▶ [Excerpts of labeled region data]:

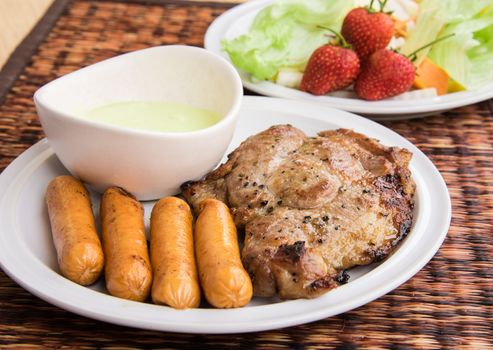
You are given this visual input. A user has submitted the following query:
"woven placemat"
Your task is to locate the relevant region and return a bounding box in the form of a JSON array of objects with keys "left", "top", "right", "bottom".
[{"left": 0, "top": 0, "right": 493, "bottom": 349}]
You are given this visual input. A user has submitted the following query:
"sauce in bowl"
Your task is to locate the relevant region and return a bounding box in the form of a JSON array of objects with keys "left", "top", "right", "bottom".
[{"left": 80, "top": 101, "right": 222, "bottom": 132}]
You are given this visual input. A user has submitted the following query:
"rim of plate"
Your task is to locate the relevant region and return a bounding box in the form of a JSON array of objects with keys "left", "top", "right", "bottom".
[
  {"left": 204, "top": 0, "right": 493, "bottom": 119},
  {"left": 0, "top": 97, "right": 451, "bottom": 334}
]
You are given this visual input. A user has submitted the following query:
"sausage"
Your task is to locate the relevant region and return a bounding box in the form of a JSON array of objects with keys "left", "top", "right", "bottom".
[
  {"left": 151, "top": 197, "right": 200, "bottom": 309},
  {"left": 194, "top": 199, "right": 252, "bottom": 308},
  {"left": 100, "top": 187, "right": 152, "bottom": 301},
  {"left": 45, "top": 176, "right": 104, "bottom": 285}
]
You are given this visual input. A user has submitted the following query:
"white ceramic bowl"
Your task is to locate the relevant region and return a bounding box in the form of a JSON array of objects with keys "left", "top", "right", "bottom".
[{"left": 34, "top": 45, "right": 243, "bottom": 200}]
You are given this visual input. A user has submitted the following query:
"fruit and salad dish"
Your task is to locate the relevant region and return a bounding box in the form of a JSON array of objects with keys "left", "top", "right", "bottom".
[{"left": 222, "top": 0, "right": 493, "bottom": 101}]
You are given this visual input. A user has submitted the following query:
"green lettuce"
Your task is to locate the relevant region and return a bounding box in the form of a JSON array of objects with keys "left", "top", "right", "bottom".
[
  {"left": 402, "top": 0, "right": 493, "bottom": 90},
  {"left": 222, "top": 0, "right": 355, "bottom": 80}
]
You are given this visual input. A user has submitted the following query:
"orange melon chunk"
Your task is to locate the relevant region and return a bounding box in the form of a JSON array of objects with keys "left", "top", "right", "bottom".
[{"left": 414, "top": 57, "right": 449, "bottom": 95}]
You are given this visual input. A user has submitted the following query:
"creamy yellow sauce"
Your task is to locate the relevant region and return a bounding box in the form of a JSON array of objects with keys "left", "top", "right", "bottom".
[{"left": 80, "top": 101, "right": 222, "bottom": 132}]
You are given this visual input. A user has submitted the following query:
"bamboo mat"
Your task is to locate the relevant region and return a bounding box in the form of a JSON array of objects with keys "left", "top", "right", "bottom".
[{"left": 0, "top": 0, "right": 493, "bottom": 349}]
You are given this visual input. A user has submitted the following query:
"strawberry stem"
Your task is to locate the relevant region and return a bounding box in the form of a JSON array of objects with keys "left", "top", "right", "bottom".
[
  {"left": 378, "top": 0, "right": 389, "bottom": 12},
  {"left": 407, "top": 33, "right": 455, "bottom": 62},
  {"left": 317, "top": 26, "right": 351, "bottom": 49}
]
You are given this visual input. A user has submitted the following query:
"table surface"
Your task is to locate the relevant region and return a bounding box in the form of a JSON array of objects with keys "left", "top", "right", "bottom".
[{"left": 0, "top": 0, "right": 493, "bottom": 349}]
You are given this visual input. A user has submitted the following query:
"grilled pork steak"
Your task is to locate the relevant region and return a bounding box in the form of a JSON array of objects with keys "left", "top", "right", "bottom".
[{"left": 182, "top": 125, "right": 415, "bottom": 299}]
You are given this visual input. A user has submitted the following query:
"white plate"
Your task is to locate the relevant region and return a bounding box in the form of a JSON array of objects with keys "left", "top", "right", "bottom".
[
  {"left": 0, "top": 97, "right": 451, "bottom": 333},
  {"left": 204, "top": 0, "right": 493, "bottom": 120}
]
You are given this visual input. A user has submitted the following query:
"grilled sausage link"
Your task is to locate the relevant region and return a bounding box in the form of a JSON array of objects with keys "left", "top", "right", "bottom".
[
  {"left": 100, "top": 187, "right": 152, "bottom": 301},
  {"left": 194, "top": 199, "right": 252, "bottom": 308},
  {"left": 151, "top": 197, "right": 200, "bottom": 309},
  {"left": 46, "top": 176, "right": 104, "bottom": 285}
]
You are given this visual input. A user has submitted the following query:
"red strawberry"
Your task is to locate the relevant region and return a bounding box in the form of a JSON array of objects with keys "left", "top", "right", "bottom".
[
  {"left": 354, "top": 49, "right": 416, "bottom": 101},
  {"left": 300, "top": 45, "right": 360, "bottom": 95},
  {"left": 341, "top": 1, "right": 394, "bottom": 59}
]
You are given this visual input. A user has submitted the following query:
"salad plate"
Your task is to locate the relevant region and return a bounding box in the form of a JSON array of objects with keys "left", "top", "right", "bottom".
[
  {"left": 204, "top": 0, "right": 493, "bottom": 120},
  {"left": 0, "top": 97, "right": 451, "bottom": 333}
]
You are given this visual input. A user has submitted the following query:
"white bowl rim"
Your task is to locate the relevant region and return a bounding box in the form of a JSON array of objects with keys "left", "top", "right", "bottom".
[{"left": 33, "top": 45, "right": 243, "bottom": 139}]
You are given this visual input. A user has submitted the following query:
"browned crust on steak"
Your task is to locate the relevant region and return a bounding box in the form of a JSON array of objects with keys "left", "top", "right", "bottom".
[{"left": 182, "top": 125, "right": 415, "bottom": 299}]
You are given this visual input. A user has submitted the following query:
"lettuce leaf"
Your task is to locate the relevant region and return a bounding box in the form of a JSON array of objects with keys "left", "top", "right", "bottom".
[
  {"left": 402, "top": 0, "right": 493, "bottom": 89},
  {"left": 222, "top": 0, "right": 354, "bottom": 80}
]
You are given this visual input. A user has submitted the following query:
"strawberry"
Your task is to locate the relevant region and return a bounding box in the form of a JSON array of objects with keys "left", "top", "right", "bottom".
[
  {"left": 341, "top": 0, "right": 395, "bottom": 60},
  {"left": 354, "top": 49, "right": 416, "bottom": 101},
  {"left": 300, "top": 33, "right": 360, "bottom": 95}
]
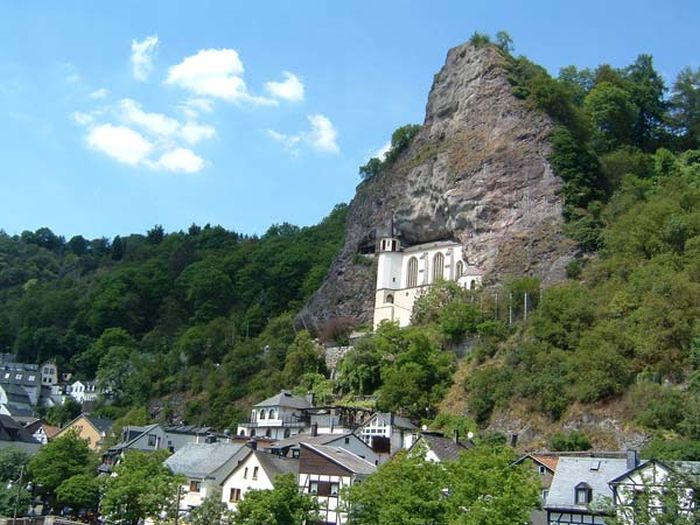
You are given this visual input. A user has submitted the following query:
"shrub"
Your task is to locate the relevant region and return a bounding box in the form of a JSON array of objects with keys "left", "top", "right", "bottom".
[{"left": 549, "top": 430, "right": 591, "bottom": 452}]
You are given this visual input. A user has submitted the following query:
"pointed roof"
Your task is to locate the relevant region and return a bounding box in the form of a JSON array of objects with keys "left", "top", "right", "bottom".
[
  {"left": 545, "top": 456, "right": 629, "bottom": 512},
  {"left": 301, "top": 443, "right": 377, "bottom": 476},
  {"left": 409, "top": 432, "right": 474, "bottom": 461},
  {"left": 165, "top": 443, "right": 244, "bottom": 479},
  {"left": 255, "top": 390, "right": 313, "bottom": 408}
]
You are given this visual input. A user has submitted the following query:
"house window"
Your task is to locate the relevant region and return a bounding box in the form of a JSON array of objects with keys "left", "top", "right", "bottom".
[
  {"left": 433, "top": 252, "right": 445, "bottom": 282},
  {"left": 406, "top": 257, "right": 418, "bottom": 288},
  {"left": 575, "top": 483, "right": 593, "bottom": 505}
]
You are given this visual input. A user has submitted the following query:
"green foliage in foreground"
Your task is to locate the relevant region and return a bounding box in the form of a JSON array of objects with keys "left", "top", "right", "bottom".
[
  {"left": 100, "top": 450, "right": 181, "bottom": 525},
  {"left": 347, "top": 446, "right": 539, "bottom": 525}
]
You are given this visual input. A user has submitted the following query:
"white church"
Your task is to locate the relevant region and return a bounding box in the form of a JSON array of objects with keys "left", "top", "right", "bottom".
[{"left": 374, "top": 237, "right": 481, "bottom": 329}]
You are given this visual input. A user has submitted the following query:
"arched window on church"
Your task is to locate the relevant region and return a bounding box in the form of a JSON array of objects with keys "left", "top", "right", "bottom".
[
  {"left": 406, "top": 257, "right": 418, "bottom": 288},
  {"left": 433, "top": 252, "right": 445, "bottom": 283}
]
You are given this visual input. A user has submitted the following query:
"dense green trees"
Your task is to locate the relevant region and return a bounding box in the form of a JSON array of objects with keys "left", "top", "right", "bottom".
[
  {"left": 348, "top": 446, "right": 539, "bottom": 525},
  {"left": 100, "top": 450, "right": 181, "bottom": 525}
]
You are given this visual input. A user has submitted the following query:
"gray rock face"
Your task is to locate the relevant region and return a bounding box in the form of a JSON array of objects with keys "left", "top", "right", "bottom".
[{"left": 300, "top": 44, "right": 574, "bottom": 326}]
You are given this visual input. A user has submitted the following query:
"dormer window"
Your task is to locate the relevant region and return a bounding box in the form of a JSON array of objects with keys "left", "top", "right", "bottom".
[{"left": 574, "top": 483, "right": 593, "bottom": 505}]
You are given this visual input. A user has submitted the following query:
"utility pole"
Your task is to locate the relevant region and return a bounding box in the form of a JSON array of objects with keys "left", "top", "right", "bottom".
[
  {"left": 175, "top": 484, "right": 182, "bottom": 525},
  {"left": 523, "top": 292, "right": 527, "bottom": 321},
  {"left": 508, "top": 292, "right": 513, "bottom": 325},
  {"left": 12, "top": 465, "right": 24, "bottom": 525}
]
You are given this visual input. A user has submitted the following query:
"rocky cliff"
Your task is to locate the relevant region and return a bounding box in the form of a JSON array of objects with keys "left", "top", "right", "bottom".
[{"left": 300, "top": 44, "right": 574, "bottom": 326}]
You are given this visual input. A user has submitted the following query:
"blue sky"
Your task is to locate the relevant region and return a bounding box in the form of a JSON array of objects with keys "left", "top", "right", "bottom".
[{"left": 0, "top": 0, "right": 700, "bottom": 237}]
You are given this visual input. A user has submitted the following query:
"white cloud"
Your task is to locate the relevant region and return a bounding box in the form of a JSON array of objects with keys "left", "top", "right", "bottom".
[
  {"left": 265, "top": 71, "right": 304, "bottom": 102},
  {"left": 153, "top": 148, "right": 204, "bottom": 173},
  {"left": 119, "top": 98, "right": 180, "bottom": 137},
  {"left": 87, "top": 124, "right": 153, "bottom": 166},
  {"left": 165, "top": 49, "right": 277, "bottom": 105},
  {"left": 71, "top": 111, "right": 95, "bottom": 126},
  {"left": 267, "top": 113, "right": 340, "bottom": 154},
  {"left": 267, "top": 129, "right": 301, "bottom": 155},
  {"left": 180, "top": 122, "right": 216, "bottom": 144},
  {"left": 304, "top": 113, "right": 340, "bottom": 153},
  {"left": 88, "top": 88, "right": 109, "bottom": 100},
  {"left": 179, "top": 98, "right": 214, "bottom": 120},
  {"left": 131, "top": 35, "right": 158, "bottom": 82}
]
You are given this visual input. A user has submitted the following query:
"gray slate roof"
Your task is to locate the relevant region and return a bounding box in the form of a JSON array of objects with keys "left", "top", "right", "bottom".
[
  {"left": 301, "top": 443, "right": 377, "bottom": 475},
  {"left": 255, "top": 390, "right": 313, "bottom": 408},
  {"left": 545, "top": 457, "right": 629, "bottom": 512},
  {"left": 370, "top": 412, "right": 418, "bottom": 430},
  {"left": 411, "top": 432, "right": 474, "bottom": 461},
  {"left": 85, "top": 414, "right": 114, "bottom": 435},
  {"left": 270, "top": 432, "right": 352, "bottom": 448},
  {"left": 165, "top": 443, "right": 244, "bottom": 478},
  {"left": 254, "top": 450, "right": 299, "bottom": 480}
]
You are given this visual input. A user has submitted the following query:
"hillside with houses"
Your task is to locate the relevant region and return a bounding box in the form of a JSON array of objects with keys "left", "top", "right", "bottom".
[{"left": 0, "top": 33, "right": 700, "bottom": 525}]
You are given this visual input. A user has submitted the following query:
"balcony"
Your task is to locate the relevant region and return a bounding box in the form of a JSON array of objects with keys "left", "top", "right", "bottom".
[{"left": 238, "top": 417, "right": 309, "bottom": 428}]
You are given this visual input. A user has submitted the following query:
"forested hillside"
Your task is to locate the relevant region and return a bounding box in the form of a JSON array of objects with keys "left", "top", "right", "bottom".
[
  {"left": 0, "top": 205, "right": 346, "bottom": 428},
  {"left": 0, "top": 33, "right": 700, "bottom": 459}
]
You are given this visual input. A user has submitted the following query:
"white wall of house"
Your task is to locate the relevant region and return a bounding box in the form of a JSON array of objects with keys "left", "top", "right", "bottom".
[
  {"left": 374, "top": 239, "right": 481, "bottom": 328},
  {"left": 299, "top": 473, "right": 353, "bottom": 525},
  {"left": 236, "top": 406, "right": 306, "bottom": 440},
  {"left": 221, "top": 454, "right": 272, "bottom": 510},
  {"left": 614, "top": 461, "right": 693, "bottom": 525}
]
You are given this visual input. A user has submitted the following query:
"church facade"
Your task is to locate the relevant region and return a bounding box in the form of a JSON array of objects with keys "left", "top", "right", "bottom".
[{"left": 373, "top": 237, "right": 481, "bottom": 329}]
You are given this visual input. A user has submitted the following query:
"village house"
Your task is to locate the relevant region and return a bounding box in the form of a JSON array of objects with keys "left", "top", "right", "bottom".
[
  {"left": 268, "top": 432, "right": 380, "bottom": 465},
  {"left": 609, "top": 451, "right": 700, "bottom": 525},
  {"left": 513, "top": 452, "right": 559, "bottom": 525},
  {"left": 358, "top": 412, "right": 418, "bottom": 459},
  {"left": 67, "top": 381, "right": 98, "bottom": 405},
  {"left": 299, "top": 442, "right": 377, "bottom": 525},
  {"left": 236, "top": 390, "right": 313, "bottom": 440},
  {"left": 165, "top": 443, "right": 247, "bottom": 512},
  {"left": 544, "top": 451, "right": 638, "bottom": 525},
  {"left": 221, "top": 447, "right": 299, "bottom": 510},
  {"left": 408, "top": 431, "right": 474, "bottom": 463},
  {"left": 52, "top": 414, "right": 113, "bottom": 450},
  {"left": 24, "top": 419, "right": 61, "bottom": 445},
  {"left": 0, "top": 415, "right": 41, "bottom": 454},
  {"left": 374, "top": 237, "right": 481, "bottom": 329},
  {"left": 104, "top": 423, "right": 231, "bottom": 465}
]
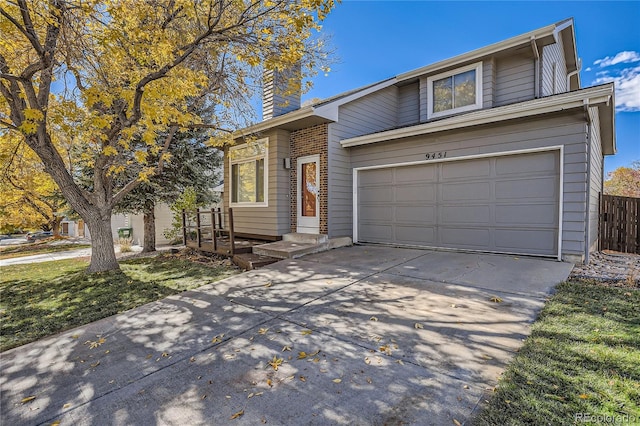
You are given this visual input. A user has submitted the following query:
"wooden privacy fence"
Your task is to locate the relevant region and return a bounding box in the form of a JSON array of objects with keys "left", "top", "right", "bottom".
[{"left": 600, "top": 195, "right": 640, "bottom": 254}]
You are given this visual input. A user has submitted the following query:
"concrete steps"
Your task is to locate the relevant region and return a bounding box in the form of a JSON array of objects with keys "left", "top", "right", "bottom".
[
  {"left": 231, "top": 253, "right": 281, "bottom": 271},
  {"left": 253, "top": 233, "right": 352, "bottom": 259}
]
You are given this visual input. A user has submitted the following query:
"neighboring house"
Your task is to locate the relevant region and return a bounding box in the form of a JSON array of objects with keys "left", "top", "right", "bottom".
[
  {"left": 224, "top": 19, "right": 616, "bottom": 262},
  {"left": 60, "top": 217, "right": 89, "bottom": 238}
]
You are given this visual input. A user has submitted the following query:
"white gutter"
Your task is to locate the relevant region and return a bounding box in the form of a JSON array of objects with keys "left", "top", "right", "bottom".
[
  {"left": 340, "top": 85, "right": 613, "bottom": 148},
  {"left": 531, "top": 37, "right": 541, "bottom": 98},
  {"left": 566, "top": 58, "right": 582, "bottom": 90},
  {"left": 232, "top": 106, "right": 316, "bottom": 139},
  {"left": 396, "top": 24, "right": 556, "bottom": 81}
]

▶ [Set problem]: State how many lines of the listing contain the word "bowl", giving only the number.

▶ [Solution to the problem]: 3